-------- Excerpt
Didn’t do a whole lot this weekend. Love was recovering from his extraction Thursday and was kinda sore and I was really, weirdly dizzy Friday and Saturday. Not like vertigo dizzy, more like lightheaded/spacey/woozy. If I got up too quick, my vision would go kinda white/foggy too for a second.
I think that perhaps the Lupron caused my hypertension. (High blood pressure.) I’ve never had high bp before; in fact, it’s always been low. All the women in my family are that way. So, to suddenly have obscenely high readings when in 34 years I’ve never had any the same time I’m on a medication that can cause it…? Hrm. It’s listed in the side effects for physicians section under Cardiovascular. So I’m wondering if the Lupron is kinda weaning its way out of my system in bits where it’s not causing my blood pressure to be high and thus the meds are making it too low sometimes? I don’t know. It’s pure guess, but given the timing of the onset of the hypertension and the timing of these weird lightheadedness spells, it seems highly plausible.
----------------
-------- Input data
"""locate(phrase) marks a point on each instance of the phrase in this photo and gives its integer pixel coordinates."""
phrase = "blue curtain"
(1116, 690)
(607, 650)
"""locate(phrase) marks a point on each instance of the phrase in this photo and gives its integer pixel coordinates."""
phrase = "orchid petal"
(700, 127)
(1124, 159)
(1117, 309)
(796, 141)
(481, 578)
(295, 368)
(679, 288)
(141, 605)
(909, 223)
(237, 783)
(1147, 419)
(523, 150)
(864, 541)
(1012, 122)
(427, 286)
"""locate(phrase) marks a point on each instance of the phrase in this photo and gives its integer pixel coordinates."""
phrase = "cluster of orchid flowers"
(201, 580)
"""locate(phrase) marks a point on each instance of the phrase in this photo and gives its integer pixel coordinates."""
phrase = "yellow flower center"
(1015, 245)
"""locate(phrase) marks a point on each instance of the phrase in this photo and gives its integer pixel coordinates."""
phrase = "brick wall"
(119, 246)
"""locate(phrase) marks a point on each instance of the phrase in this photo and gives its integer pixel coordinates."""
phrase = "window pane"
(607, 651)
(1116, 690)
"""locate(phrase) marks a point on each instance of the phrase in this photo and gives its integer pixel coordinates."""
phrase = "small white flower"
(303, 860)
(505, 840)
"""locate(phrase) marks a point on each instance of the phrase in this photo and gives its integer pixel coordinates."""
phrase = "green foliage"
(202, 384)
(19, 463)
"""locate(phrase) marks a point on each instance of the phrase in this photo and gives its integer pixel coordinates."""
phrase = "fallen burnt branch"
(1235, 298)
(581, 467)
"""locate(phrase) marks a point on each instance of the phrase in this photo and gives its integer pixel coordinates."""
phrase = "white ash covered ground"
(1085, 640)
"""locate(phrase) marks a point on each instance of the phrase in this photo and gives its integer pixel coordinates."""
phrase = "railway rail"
----------------
Task directions:
In the journal entry about dizziness and blood pressure, which medication does the writer suspect caused the hypertension?

Written reply:
Lupron